-- BEGIN GIVEN PASSAGE --
Note that container-title is not set, although we think this is probably a bioRxiv bug, see https://github.com/manubot/manubot/issues/16.

The CSL docs define container-title as:

title of the container holding the item (e.g. the book title for a book chapter, the journal title for a journal article)

However, it's important to note that we're not directly setting container-title. Instead, we are setting metadata fields that will get picked up by Zotero and populate certain Zotero metadata fields that will then get exported as container-title in CSL.

Perhaps instead or in addition, we want the CSL publisher field to be set to "Manubot"?

agitter commented 5 years ago

Perhaps instead or in addition, we want the CSL publisher field to be set to "Manubot"?

I'm not sure that I think of Manubot as a publisher. The journal is closer to my interpretation of what the "Manubot Preprint" should be.

The comparable meta field in a bioRxiv preprint is: <meta name="citation_journal_title" content="bioRxiv" />

This conversation prompted an idea for a workaround for the bug in https://github.com/manubot/manubot/issues/16. I'll post it there to keep this discussion focused.

dhimmel commented 5 years ago

I'm not sure that I think of Manubot as a publisher. The journal is closer to my interpretation of what the "Manubot Preprint" should be.

My only worry is whether all Manubot documents are "preprints". The user can always change the value if not, perhaps to "Manubot Document" or just "Manubot".

I do think Manubot is sort of the publisher. Perhaps "GitHub Pages" is the publisher or the source manuscript's GitHub account. We don't necessarily have to set metadata.

Currently, here is how the Meta Review shows up on Google Scholar:

The bibtex from Google Scholar is:

@article{himmelsteinopen,
  title={Open collaborative writing with Manubot},
  author={Himmelstein, Daniel S and Slochower, David R and Malladi, Venkat S and Greene, Casey S and Gitter, Anthony}
}

We can also look into getting the publication date set.

agitter commented 5 years ago

You're right that not all Manubot documents are preprints. "Manubot", "Manubot Document", or "Manubot Manuscript" (though not everything is a manuscript either) would be better.

👍 on setting the publication date as well.

slochower commented 5 years ago

I guess I'm confused by the analogy of "Manubot" as a container. I don't really think "Manubot" or even "Manubot Document" performs the same role as a book or a journal. In those cases, the container acts like an index, where you can find similar or related things. I don't have strong feelings on this, though.
-- END GIVEN PASSAGE --
TASK INSTRUCTIONS:
a - Reproduce word for word the part of the Manubot metadata discussion starting with "Note that container-title" and going on through "a journal article)".
b - Answer these questions using the Manubot metadata discussion:
(i) What value does the comparable meta field in a bioRxiv preprint give as its content?
(ii) What title appears in the bibtex from Google Scholar?
(iii) Per the quoted CSL definition, what serves as the container title for a journal article?
-- BEGIN STORED DATA --
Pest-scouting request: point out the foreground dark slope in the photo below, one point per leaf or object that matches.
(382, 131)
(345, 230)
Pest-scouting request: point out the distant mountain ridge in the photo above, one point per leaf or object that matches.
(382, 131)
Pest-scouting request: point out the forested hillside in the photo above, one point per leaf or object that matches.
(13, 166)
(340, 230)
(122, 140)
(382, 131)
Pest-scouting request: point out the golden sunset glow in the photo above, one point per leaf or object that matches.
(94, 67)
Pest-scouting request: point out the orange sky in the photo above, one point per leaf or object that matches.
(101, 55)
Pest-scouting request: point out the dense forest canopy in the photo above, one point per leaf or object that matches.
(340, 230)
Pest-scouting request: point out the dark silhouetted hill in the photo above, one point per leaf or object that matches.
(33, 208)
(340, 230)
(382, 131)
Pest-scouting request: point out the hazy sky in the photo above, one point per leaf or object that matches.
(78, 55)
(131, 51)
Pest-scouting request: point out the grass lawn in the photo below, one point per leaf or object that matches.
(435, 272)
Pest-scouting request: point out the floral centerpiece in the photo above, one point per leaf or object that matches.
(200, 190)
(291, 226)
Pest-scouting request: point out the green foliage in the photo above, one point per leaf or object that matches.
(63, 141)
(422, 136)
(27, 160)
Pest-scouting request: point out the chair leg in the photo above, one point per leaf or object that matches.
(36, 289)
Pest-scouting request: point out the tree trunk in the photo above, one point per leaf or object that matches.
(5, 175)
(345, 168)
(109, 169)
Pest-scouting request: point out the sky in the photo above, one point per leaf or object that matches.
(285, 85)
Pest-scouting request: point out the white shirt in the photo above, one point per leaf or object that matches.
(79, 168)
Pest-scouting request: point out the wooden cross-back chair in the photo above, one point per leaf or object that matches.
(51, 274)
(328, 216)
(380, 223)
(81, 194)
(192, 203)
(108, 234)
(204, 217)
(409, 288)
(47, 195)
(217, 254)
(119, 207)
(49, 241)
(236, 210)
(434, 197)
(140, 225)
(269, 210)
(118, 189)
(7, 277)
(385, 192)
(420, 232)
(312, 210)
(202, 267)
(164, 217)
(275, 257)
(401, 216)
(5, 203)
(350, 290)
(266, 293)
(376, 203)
-- END STORED DATA --
RESULTS OF THE TASKS:
a -
Note that container-title is not set, although we think this is probably a bioRxiv bug, see https://github.com/manubot/manubot/issues/16.

The CSL docs define container-title as:

title of the container holding the item (e.g. the book title for a book chapter, the journal title for a journal article)

b -
(i) "bioRxiv"
(ii) "Open collaborative writing with Manubot"
(iii) The journal title